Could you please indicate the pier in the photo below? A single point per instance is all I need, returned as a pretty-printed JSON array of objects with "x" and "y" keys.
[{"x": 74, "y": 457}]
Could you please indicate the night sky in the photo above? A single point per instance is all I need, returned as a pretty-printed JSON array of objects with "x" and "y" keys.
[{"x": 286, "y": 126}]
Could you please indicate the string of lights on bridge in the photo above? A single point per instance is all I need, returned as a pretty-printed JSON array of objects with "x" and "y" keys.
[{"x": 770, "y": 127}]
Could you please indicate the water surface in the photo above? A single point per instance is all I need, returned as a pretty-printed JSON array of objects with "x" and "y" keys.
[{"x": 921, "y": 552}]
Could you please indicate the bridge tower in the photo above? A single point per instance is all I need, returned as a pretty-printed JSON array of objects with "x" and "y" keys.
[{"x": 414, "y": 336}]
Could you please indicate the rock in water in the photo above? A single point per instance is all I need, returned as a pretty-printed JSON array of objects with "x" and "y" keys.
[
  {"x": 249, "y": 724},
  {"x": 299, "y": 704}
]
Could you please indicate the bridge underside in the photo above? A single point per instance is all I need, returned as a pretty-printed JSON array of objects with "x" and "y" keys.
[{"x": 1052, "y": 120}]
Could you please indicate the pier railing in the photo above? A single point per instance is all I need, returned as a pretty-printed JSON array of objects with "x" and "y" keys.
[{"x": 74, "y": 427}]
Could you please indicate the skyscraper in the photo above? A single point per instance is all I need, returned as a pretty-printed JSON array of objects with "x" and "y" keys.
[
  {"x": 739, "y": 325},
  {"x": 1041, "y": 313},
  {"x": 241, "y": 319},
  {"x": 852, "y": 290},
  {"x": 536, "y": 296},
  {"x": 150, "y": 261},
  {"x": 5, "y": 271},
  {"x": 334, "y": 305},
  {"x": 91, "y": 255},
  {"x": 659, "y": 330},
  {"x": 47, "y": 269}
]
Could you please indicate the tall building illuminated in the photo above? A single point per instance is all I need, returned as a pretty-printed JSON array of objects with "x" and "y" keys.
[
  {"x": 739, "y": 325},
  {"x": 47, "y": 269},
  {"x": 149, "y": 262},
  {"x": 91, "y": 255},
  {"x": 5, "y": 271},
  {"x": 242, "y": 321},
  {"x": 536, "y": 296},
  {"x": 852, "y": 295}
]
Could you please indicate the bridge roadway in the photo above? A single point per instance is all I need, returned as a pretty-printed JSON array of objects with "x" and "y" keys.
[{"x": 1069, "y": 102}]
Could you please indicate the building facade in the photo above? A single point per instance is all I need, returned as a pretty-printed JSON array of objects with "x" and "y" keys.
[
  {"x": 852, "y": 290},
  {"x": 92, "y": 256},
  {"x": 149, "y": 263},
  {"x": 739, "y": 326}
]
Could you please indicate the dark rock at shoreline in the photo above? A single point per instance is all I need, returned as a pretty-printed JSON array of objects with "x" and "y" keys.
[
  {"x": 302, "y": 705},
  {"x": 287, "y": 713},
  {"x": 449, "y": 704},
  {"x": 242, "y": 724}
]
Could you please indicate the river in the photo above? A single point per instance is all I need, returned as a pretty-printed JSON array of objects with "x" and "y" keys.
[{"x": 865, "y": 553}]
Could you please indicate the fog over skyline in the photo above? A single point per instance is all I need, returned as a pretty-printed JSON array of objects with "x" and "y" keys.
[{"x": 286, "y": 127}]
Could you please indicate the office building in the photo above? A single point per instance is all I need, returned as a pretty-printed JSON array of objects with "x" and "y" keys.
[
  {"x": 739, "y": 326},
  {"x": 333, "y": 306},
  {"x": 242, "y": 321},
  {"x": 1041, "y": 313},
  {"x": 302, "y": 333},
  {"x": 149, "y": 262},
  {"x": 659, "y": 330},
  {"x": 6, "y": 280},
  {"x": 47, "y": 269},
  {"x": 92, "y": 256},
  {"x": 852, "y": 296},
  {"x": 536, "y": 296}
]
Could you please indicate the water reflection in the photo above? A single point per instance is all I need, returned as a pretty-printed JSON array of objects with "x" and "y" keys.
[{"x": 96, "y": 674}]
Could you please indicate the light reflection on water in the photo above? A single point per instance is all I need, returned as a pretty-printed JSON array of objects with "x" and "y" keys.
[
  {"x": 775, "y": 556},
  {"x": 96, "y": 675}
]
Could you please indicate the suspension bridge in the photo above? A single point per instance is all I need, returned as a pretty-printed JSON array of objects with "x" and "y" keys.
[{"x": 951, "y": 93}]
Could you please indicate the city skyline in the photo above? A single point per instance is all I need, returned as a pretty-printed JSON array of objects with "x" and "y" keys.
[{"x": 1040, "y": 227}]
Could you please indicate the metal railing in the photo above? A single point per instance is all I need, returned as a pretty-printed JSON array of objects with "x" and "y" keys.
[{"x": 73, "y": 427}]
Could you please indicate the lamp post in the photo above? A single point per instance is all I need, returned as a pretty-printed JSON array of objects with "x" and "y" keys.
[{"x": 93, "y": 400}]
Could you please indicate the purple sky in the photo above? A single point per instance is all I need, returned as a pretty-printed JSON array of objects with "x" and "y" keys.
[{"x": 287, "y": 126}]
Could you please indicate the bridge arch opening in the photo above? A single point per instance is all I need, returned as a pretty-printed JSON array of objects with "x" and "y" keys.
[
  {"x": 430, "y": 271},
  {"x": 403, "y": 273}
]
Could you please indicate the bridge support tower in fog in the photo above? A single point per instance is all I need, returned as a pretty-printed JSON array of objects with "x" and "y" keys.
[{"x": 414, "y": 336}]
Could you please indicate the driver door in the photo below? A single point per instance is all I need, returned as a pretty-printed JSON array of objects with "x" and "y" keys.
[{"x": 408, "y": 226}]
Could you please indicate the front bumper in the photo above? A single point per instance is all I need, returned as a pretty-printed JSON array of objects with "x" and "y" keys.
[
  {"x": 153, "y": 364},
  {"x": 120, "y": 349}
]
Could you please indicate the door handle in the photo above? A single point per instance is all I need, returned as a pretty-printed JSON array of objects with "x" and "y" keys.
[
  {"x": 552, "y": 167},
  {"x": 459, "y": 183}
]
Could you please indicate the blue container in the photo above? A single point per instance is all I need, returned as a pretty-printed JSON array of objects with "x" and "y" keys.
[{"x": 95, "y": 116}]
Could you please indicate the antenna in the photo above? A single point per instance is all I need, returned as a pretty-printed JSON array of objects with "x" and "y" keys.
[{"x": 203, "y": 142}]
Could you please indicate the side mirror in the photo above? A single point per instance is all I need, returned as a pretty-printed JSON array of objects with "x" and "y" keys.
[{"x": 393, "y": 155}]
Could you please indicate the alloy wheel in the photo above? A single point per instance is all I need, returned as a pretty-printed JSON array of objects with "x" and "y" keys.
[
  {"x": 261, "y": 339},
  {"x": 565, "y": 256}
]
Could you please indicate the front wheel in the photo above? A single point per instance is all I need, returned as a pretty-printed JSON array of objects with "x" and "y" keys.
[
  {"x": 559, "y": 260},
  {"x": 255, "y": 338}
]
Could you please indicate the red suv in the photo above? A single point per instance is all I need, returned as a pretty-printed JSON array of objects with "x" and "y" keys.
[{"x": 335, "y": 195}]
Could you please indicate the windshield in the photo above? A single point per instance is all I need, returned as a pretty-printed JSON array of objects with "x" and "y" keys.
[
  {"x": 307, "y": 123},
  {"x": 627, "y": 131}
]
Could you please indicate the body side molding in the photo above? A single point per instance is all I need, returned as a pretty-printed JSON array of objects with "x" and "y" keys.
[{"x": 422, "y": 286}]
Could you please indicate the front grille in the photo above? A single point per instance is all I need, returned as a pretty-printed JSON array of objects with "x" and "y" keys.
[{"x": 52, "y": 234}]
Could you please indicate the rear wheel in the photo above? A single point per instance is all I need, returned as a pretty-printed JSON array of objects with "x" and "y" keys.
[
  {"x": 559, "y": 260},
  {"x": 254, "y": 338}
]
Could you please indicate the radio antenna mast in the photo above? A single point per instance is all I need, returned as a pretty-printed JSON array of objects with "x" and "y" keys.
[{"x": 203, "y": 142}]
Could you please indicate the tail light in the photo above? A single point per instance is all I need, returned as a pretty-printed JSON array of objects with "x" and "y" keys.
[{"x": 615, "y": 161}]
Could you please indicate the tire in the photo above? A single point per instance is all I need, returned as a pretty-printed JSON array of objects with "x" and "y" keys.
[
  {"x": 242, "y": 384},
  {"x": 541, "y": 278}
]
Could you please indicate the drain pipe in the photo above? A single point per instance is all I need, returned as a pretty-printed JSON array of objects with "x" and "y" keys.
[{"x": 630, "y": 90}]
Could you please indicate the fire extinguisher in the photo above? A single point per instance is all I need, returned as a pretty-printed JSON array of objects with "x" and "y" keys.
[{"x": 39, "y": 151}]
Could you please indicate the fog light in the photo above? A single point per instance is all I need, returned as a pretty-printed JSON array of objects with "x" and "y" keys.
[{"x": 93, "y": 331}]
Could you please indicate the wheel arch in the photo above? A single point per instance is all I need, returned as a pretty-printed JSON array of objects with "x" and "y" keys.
■ ■ ■ ■ ■
_What this task involves_: Output exactly the lines of the data that run from the one containing "Could you please indicate the tire" to the very last line, and no others.

_Solution to this exercise_:
Could you please indicate the tire in the photo above? A single point per instance is all I need, returned as a pretty-printed JSON array of objects with "x" and "y" keys.
[
  {"x": 242, "y": 384},
  {"x": 541, "y": 278}
]
Could you please indicate the drain pipe in the photo above? A single point per instance is all I need, returned as a pretty-printed JSON array of objects with "x" and "y" keys.
[{"x": 630, "y": 90}]
Could you please indicate the fire extinguisher in the photo above? A single point per instance is all I need, returned as a pretty-printed JSON array of objects with "x" and "y" keys.
[{"x": 39, "y": 151}]
Could you please indicate the fog light in the photo above? A single point per instance is all I need, returned as a pretty-printed JSON array of objects with "x" and "y" keys.
[{"x": 93, "y": 331}]
Could you please indicate the wheel arch in the photo above? A single point per instance is all I need, returned as a pretty-printed JSON array of objects with "x" and "y" keys.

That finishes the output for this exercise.